Your objective: Copy out every line in the lines below that contains the word "wooden".

:::::

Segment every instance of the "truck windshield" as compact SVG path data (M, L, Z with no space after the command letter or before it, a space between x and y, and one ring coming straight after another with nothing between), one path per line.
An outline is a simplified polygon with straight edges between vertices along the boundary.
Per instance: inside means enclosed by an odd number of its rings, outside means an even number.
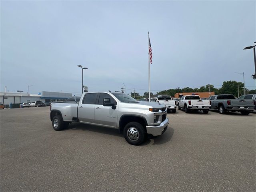
M185 100L200 100L200 97L199 96L186 96L185 98Z
M134 98L132 98L130 95L123 93L111 93L117 99L122 102L128 103L129 102L138 102Z
M218 95L217 99L236 99L236 98L232 95Z
M170 96L159 96L158 100L172 100L172 98Z

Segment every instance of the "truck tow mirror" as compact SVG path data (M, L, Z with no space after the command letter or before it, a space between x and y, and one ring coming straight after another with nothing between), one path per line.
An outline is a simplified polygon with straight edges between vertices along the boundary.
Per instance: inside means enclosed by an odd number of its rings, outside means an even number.
M106 107L111 107L113 109L115 109L116 108L114 103L111 103L110 98L103 98L103 106Z

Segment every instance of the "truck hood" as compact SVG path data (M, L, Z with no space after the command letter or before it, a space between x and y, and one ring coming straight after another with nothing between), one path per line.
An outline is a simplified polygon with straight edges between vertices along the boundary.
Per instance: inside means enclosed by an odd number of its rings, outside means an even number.
M157 103L156 102L149 102L148 101L138 101L138 102L123 103L126 104L132 104L134 106L137 106L138 107L145 108L156 108L160 109L166 107L165 105Z

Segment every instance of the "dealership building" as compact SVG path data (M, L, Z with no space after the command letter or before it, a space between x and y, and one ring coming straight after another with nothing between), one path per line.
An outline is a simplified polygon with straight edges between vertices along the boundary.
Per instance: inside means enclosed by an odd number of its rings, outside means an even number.
M63 101L70 97L72 97L72 93L49 91L42 91L42 93L39 93L37 94L0 92L0 104L9 105L10 103L31 102L35 101L41 101L44 103L49 103Z

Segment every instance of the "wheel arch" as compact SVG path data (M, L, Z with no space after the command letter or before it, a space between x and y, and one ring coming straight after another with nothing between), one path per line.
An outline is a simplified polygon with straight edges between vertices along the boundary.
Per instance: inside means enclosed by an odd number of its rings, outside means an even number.
M123 131L126 125L130 122L134 121L141 124L142 126L145 127L145 131L146 131L146 126L148 125L148 123L146 118L139 115L126 114L122 115L120 118L118 127L120 132Z
M54 109L51 111L50 113L50 117L51 118L51 121L52 121L52 119L56 115L60 115L61 117L62 117L62 115L61 112L59 110L57 110L56 109Z

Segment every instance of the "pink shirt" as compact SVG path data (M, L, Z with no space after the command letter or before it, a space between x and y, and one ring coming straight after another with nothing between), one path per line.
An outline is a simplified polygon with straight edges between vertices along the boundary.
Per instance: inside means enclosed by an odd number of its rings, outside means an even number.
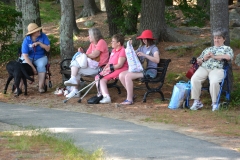
M109 51L106 41L100 39L96 45L94 43L91 43L90 46L88 47L86 54L90 54L94 50L100 51L100 60L98 66L103 66L107 64L109 58Z
M127 58L125 53L125 48L123 46L118 51L116 49L112 50L108 64L113 64L113 65L117 64L119 57ZM128 69L127 61L124 62L122 68Z

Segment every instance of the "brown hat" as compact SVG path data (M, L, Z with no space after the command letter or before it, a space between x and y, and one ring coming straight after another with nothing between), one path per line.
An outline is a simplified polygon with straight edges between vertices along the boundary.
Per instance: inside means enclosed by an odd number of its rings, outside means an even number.
M26 34L26 36L29 35L29 34L32 34L34 32L37 32L41 29L42 29L42 27L38 27L38 25L36 23L30 23L28 25L28 33Z

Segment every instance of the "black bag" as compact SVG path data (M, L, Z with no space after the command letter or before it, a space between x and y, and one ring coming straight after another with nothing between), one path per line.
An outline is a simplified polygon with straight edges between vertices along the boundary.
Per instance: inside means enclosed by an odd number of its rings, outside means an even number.
M103 99L103 96L101 95L100 97L98 96L93 96L90 99L87 100L88 104L98 104L100 100Z

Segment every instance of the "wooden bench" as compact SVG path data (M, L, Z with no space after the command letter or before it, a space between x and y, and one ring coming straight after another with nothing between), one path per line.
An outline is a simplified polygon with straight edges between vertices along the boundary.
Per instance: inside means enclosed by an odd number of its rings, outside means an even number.
M71 69L69 68L69 64L71 60L72 59L64 59L60 63L60 67L61 67L60 73L64 76L65 80L68 80L71 77ZM171 59L160 59L160 62L157 68L146 69L146 70L156 69L157 76L156 78L144 77L140 79L141 83L145 84L144 89L147 90L144 94L143 102L146 102L147 96L150 93L155 93L155 92L158 92L161 95L161 98L162 98L161 100L164 101L164 95L163 95L163 92L161 91L161 88L164 84L165 76L166 76L168 65L170 62L171 62ZM82 76L81 81L85 81L85 79L89 77L94 78L94 76ZM118 90L118 94L121 94L120 86L117 83L118 83L118 79L111 81L110 83L108 83L108 88L116 88ZM151 84L155 84L155 85L151 86ZM134 86L134 88L137 89L138 86Z
M71 77L71 68L69 67L70 62L71 62L71 58L68 59L64 59L61 61L60 63L60 73L63 75L63 80L68 80ZM94 77L95 75L92 76L81 76L81 81L94 81ZM120 86L117 85L118 83L118 79L114 79L109 81L109 83L107 84L108 88L116 88L118 91L118 94L121 94L121 89Z

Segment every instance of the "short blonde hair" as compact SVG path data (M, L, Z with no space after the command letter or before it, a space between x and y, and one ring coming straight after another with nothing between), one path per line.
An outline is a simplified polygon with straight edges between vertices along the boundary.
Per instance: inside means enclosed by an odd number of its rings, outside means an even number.
M218 29L213 32L213 36L221 36L221 37L223 37L223 39L225 39L227 36L227 31L224 29Z

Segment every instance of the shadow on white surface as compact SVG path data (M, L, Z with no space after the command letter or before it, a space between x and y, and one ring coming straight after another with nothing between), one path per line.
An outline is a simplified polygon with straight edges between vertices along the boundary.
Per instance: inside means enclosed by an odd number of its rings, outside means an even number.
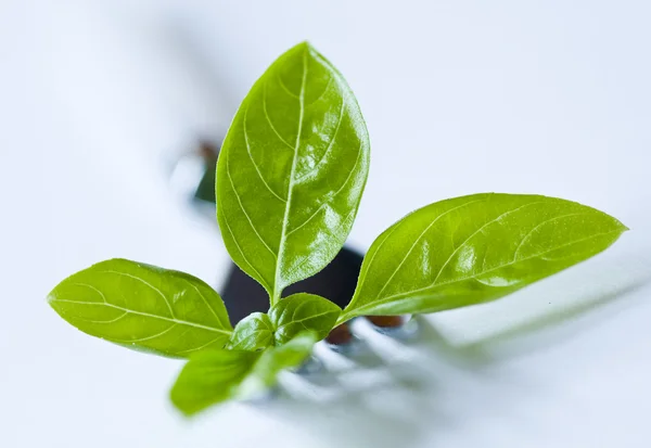
M522 419L518 396L536 399L545 388L519 375L513 360L561 343L559 332L566 340L588 331L593 325L586 318L624 302L650 281L648 274L616 290L589 294L563 310L467 345L450 343L433 317L416 317L418 334L406 341L383 335L358 319L353 325L357 348L349 356L320 343L315 356L322 369L284 375L275 397L256 408L339 446L432 446L437 433L448 434L452 426L463 431L464 423L476 418L490 420L495 408L503 412L509 404L510 424L516 426Z

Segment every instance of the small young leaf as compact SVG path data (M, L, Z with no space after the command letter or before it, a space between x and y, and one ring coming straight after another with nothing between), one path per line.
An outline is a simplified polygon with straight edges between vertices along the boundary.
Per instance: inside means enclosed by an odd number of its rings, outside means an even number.
M170 391L174 405L191 415L237 395L261 351L208 350L190 358Z
M256 351L273 345L273 323L264 312L253 312L235 325L228 343L233 350Z
M493 300L600 253L625 230L602 212L553 197L485 193L437 202L375 240L340 321Z
M276 384L278 374L299 366L311 351L316 335L304 332L285 345L265 351L209 350L190 358L170 397L191 415L230 398L251 398Z
M233 260L270 294L323 269L366 184L369 138L342 75L308 43L257 80L217 166L217 218Z
M85 333L158 355L221 348L231 334L224 302L206 283L126 259L68 277L48 302Z
M285 369L301 366L317 341L315 332L304 331L285 344L263 351L259 360L253 366L251 374L240 386L238 397L253 397L276 385L278 374Z
M293 294L282 298L269 310L276 328L276 344L284 344L304 330L311 330L317 341L328 336L342 309L332 302L314 294Z

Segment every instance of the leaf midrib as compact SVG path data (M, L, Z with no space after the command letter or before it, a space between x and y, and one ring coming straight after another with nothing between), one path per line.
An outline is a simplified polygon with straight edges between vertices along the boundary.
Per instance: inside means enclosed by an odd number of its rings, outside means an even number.
M182 319L177 319L177 318L166 318L164 316L157 316L157 315L152 315L150 312L144 312L144 311L136 311L133 309L130 308L125 308L125 307L120 307L118 305L113 305L110 303L104 303L104 302L81 302L81 300L67 300L64 298L51 298L50 303L56 303L56 302L61 302L61 303L67 303L67 304L76 304L76 305L93 305L93 306L105 306L108 308L115 308L115 309L119 309L120 311L125 311L131 315L138 315L138 316L144 316L148 318L152 318L152 319L158 319L158 320L164 320L167 322L173 322L173 323L177 323L180 325L187 325L187 327L194 327L201 330L207 330L207 331L212 331L215 333L224 333L226 335L230 335L231 331L229 330L222 330L222 329L217 329L214 327L208 327L208 325L203 325L201 323L196 323L196 322L191 322L189 320L182 320Z
M307 80L307 51L305 48L303 50L303 78L301 80L301 92L298 93L298 131L296 132L296 142L294 144L294 156L292 158L292 169L290 171L290 181L288 182L288 194L286 194L286 203L285 209L282 218L282 231L280 234L280 244L279 244L279 254L278 259L276 261L276 276L273 281L273 294L271 295L271 306L273 306L280 299L280 294L282 293L282 287L279 287L280 284L280 267L281 261L284 258L284 249L285 249L285 240L288 236L288 226L289 226L289 217L290 217L290 206L292 204L292 192L294 190L294 176L296 172L296 162L298 159L298 148L301 146L301 133L303 132L303 119L305 115L305 85Z
M447 282L430 284L427 286L420 287L418 290L412 290L412 291L408 291L408 292L405 292L405 293L399 293L399 294L394 294L394 295L391 295L391 296L386 296L386 297L383 297L383 298L381 298L379 300L367 303L367 304L365 304L365 305L362 305L362 306L360 306L358 308L355 308L355 309L353 309L353 310L350 310L348 312L342 312L342 315L337 319L337 324L340 324L342 322L345 322L346 320L349 320L350 318L353 318L355 316L362 315L363 311L367 310L367 309L372 309L373 307L375 307L378 305L386 304L387 302L391 302L391 300L396 299L396 298L408 298L410 295L412 295L414 293L420 293L420 292L424 292L424 291L427 291L427 290L434 291L434 290L436 290L436 289L438 289L441 286L445 286L445 285L449 285L449 284L462 282L462 281L465 281L465 280L472 280L472 279L475 279L475 278L477 278L480 276L484 276L484 274L486 274L488 272L493 272L493 271L496 271L498 269L506 268L507 266L515 265L515 264L521 263L521 261L527 261L529 259L544 256L544 255L546 255L546 254L548 254L550 252L558 251L560 248L567 247L567 246L571 246L573 244L582 243L584 241L588 241L588 240L591 240L591 239L595 239L595 238L598 238L598 236L603 236L603 235L608 235L608 234L615 233L615 232L620 232L621 233L621 230L620 229L615 229L615 230L611 230L609 232L596 233L593 235L590 235L590 236L587 236L587 238L583 238L583 239L579 239L579 240L575 240L575 241L572 241L572 242L566 243L566 244L561 244L561 245L559 245L557 247L550 248L549 251L539 252L539 253L531 255L528 257L519 258L516 260L512 260L512 261L506 263L503 265L499 265L499 266L497 266L495 268L487 269L487 270L482 271L482 272L473 273L472 276L461 277L461 278L454 279L454 280L450 280L450 281L447 281Z

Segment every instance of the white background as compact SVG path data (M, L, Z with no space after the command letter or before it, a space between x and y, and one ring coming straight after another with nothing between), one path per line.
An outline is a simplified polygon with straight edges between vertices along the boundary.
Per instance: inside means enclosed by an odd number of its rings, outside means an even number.
M642 0L0 1L0 446L648 447L650 20ZM383 342L382 366L335 377L327 400L303 384L187 421L167 400L178 361L85 336L44 296L115 256L218 283L216 226L171 194L167 163L224 132L304 39L368 121L357 247L484 191L575 200L631 231L429 318L420 343Z

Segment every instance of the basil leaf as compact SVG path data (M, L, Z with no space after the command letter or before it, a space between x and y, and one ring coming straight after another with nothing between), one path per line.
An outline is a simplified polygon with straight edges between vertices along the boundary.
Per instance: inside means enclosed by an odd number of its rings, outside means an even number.
M62 281L54 310L92 336L171 357L222 347L231 334L219 295L200 279L112 259Z
M235 325L228 348L255 351L273 345L273 323L264 312L253 312Z
M316 341L314 333L305 332L265 351L222 349L196 354L171 388L171 401L191 415L231 398L254 397L273 386L282 370L299 366Z
M263 351L259 360L253 366L251 374L240 386L238 397L253 397L276 385L278 374L285 369L301 366L317 341L315 332L304 331L286 344Z
M237 395L260 351L208 350L190 358L171 387L171 402L191 415Z
M320 341L328 336L341 312L339 306L318 295L299 293L284 297L269 310L276 344L284 344L305 330L314 331Z
M600 253L627 230L574 202L475 194L406 216L369 249L340 321L494 300Z
M289 50L242 102L217 164L226 247L271 304L343 246L368 169L368 133L346 81L308 43Z

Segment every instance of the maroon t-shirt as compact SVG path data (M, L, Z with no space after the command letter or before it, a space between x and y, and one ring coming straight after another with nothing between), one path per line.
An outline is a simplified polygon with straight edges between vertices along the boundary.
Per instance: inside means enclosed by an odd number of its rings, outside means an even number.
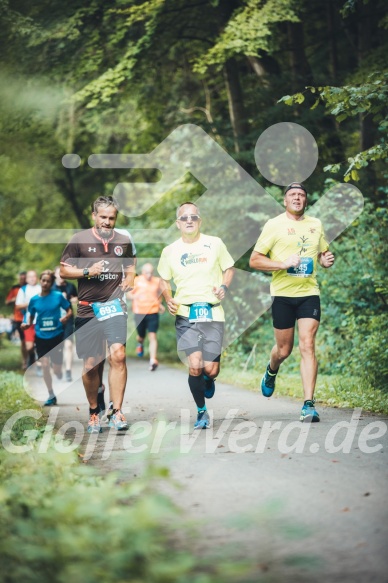
M123 270L134 264L135 257L129 234L113 230L110 238L105 239L93 227L76 233L70 239L62 253L61 263L85 269L97 261L105 262L104 271L100 275L78 279L78 300L91 304L123 298L123 290L120 288ZM91 306L78 304L77 315L91 318L94 313Z

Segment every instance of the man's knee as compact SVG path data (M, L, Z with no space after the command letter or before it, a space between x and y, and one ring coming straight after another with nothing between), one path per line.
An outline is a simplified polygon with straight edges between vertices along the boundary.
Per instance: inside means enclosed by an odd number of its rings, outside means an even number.
M203 372L209 379L215 379L218 373L220 372L220 363L219 362L210 362L207 363L203 369Z
M299 339L299 351L302 356L314 356L315 342L312 338L301 340Z
M116 350L111 350L109 354L109 364L113 367L118 366L125 366L126 363L126 354L125 354L125 347L122 346Z
M87 358L84 360L84 373L93 377L94 375L98 374L98 365L99 359L98 358Z

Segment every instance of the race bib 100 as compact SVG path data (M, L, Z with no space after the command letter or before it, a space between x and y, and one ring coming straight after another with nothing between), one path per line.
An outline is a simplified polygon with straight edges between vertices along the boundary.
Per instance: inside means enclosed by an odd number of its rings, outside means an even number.
M92 308L94 315L100 322L114 316L124 316L124 311L118 298L110 302L94 302Z
M212 305L207 302L191 304L189 322L213 322Z
M293 277L310 277L313 274L314 261L312 257L301 257L298 267L289 267L288 275Z

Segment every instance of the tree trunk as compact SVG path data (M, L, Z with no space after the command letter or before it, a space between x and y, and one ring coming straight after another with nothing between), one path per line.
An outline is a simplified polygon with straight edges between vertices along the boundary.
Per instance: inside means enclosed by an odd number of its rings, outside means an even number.
M331 82L335 85L338 77L338 51L333 0L327 1L326 8Z
M70 168L64 168L65 178L63 180L56 180L60 191L67 204L70 205L71 210L74 213L79 225L82 229L90 229L91 223L83 213L83 209L78 204L77 195L74 188L72 170Z
M231 59L225 63L224 79L228 95L230 122L232 124L234 137L234 150L236 153L239 153L241 150L241 140L248 131L248 124L238 65L235 60Z
M294 92L313 84L313 74L304 49L304 32L301 22L287 23L290 50L290 67Z

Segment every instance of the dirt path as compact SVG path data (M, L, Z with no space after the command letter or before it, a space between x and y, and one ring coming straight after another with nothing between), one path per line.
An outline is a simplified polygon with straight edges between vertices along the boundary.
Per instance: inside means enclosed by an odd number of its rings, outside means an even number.
M52 421L79 437L88 464L123 480L150 454L167 466L182 488L161 488L199 521L198 552L230 546L287 581L388 581L387 418L319 407L321 423L304 425L300 402L217 383L212 428L193 432L183 366L150 373L128 360L128 370L126 433L84 432L79 363L78 380L56 381ZM41 379L30 381L44 399Z

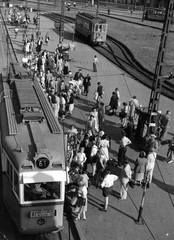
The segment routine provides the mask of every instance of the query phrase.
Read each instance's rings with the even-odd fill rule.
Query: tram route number
[[[30,212],[30,217],[53,217],[55,215],[54,210],[48,211],[32,211]]]

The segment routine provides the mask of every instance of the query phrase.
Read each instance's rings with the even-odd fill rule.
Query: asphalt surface
[[[31,31],[33,26],[31,25]],[[68,26],[67,26],[68,28]],[[69,26],[70,28],[70,26]],[[41,32],[43,36],[49,31],[49,46],[43,46],[43,49],[54,51],[58,43],[57,31],[54,29],[54,23],[45,17],[41,17]],[[15,51],[18,59],[21,61],[22,52],[22,33],[18,38],[14,39],[13,27],[9,26],[9,32],[13,39]],[[65,31],[65,42],[71,42],[72,34]],[[70,67],[73,73],[79,68],[82,69],[84,75],[89,73],[92,77],[92,86],[89,96],[81,96],[75,101],[75,110],[73,115],[66,119],[63,127],[66,129],[70,124],[75,124],[78,129],[84,129],[87,115],[94,106],[93,93],[96,89],[97,82],[100,81],[104,86],[103,101],[108,104],[112,91],[115,87],[120,89],[121,101],[129,101],[131,96],[136,95],[140,104],[148,106],[150,89],[131,78],[121,69],[117,68],[113,63],[106,60],[102,55],[96,53],[89,46],[85,45],[79,39],[75,38],[76,50],[70,52]],[[92,72],[92,59],[97,54],[99,58],[98,72]],[[0,62],[3,66],[3,60]],[[68,82],[68,78],[66,79]],[[172,119],[174,119],[173,101],[161,96],[159,109],[165,112],[167,109],[172,111]],[[117,157],[119,139],[121,137],[121,128],[118,123],[118,116],[106,116],[105,131],[111,137],[110,155]],[[173,134],[174,122],[171,122],[171,128],[167,138],[171,138]],[[107,213],[99,211],[100,204],[103,203],[103,197],[100,189],[91,186],[88,194],[88,211],[87,220],[75,222],[81,239],[86,240],[165,240],[174,238],[174,165],[167,164],[165,160],[167,147],[160,147],[156,167],[154,170],[153,183],[146,193],[146,199],[143,209],[144,225],[136,225],[134,220],[138,217],[138,209],[142,197],[142,189],[135,187],[129,188],[129,196],[126,201],[118,200],[118,192],[120,183],[117,181],[114,185],[113,194],[109,197],[109,208]],[[139,149],[136,144],[131,144],[127,156],[134,166]],[[88,171],[91,172],[90,166]],[[120,169],[113,169],[114,173],[119,175]],[[8,224],[8,223],[7,223]]]

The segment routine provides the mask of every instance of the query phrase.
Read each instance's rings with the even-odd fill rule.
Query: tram
[[[103,44],[106,42],[108,24],[106,19],[96,18],[85,12],[76,15],[75,33],[82,35],[90,44]]]
[[[147,8],[144,13],[144,19],[153,22],[164,22],[166,10],[159,8]],[[172,16],[172,23],[174,22],[174,15]]]
[[[3,200],[21,234],[63,228],[66,140],[37,78],[0,78]]]

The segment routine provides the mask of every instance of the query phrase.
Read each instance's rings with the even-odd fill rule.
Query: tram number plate
[[[30,217],[53,217],[53,216],[54,210],[30,212]]]

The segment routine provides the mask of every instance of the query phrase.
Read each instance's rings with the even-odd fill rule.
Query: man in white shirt
[[[117,179],[118,179],[118,176],[110,174],[110,171],[106,170],[103,182],[101,183],[101,187],[103,189],[103,197],[104,197],[104,208],[101,208],[100,211],[107,212],[109,194],[111,194],[114,181],[116,181]]]
[[[146,174],[148,177],[149,184],[152,182],[153,170],[155,168],[157,153],[154,152],[154,149],[150,149],[149,154],[147,155],[147,166],[146,166]]]
[[[127,151],[127,145],[131,144],[131,140],[126,137],[126,133],[122,132],[123,137],[120,140],[120,147],[118,150],[118,166],[122,166],[125,158],[126,158],[126,151]]]

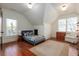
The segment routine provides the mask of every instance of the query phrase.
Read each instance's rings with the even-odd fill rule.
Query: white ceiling
[[[25,17],[34,25],[43,24],[44,13],[48,3],[36,3],[32,9],[29,9],[23,3],[0,3],[0,7],[8,8],[20,12],[25,15]],[[60,3],[51,3],[52,8],[54,8],[58,15],[68,14],[72,12],[79,13],[79,4],[69,4],[66,11],[62,11],[59,6]]]

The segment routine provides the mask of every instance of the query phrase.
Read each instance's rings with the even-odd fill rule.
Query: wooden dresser
[[[66,32],[56,32],[57,41],[65,41]]]

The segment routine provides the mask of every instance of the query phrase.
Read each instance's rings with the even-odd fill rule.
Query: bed
[[[34,35],[33,30],[24,30],[21,32],[21,35],[25,41],[27,41],[33,45],[36,45],[40,42],[45,41],[44,36]]]

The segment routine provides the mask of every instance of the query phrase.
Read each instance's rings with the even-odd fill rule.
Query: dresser
[[[57,41],[65,41],[66,32],[56,32]]]

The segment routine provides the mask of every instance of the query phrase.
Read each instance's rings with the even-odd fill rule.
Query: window
[[[13,36],[17,34],[17,21],[13,19],[6,19],[6,35]]]
[[[77,17],[69,17],[58,21],[58,31],[75,32],[77,30]]]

:::::

Written response:
Segment every instance of the "wooden bench" as compact SVG path data (M, L, Z with no space after the command letter or before it, a space between x and y, and one ring coming straight after another with nothing between), one path per line.
Query: wooden dresser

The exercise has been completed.